• [EXERCISE DETAILS] Write out the lines starting at the one that holds "Please identify the hedge" and ending with the final line of the data, exactly and with no others.

┌─ ENTRIES PROVIDED

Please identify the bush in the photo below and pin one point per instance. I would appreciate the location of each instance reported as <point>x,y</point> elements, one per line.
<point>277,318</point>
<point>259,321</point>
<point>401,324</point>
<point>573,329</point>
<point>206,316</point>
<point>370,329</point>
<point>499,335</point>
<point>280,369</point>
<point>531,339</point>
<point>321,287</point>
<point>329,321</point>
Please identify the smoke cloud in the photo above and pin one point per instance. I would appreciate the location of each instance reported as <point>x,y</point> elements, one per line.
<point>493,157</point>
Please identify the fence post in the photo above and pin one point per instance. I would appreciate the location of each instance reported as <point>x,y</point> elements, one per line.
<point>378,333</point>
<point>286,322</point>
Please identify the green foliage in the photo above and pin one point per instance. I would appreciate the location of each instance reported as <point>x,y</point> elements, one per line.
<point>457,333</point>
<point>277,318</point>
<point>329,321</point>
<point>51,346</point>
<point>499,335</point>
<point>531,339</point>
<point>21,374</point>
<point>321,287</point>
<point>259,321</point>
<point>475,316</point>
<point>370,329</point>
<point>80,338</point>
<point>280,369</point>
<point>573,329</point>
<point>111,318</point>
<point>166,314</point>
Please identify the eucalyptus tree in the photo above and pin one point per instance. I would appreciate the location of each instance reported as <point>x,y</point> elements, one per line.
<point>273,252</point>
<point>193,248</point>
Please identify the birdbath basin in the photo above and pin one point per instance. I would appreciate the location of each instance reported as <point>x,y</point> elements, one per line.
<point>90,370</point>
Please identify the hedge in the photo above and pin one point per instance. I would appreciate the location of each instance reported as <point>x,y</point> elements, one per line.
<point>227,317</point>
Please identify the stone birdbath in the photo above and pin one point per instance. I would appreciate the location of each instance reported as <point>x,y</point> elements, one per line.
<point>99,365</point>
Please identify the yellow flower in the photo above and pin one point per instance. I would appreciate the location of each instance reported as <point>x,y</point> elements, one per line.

└─

• [WRITTEN RESPONSE]
Please identify the hedge in the photo above and pin one point per instance. I would appreciate the location of each instance reported as <point>x,y</point> elements, one per line.
<point>227,317</point>
Please identify the stone birdbath in the photo above and pin one point per instance. I would appreciate the location of each instance reported as <point>x,y</point> elements, one per line.
<point>99,365</point>
Please identify the yellow flower in the photo above and pin one point per instance. I would appreciate the location of each instance reported as <point>x,y</point> elements, one per line.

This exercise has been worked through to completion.